◆ REQUIRED WORK ◆
Reproduce the lifetime learning text from "The way forward" to "an ever-changing economy.".

◆ GIVEN PASSAGE ◆
* * * * *

We will enable learning across a lifetime

Finally, we must acknowledge that as life expectancy extends and the changing economy demands perpetual learning, a degree earned early in life has become insufficient – people do not episodically learn first, then work. Rather, learning and working coexist over a lifetime, each feeding the other. A Pew Research study found that 87% of adults in the workforce recognize the importance of training and skill development throughout their lives. And yet institutions of higher education have struggled to serve those who might need education or training at varied points in life, specifically after a bachelor’s degree has been acquired, resulting in an audience of potential college-going individuals who question our ability to provide the up- and re-skilling needed across a lifetime.

Photo of student operating a drone

Recognizing these needs, UM must continue to develop the institutional capabilities and flexible offerings to serve a much broader range of life-long learners. That includes the efforts of our UMOnline team to more effectively serve remote learners and the more than 5,000 Montanans who are enrolled exclusively in distance education courses at institutions outside Montana. And it includes our efforts to better serve people’s learning needs throughout their entire careers. We will deliver on this through a UM education offered directly to the learners who seek it, as well as through employer partnerships - such as our successful All in Missoula program with ATG-Cognizant – that respond to workforce development needs.

The way forward

We will adapt in these three ways, preserving and evolving the vital importance of a UM education. We will foster thoughtful, educated citizens; provide clear pathways to careers of impact; and make available offerings that help people adapt throughout their lives and careers in the face of an ever-changing economy.

* * * * *

◆ PROVIDED DATA ◆
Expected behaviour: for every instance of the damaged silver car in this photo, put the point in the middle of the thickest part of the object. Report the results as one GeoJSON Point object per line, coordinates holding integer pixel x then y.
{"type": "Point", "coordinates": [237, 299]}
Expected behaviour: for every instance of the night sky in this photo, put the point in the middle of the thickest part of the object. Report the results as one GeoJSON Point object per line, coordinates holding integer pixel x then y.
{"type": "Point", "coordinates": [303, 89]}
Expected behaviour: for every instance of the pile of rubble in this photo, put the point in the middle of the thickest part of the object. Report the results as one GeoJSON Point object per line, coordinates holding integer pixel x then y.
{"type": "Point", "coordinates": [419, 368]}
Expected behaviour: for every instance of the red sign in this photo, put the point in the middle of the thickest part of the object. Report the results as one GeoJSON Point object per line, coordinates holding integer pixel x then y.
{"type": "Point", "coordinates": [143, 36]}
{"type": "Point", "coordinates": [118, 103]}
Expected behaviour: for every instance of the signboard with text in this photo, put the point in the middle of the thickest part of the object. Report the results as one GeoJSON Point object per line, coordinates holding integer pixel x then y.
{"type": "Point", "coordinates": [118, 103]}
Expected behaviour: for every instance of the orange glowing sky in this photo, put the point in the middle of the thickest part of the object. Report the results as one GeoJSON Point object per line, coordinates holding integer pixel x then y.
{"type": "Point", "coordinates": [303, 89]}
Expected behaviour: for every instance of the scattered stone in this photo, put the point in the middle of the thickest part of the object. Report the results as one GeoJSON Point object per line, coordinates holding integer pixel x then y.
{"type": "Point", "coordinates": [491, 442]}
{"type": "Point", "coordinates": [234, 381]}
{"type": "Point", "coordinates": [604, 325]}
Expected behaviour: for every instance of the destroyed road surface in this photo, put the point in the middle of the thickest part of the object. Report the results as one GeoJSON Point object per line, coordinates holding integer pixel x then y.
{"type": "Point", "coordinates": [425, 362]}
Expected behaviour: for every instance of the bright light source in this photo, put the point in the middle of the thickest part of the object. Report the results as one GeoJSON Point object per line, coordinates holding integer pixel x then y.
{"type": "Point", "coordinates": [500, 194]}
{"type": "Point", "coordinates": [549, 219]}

* * * * *

◆ REPLY ◆
The way forward

We will adapt in these three ways, preserving and evolving the vital importance of a UM education. We will foster thoughtful, educated citizens; provide clear pathways to careers of impact; and make available offerings that help people adapt throughout their lives and careers in the face of an ever-changing economy.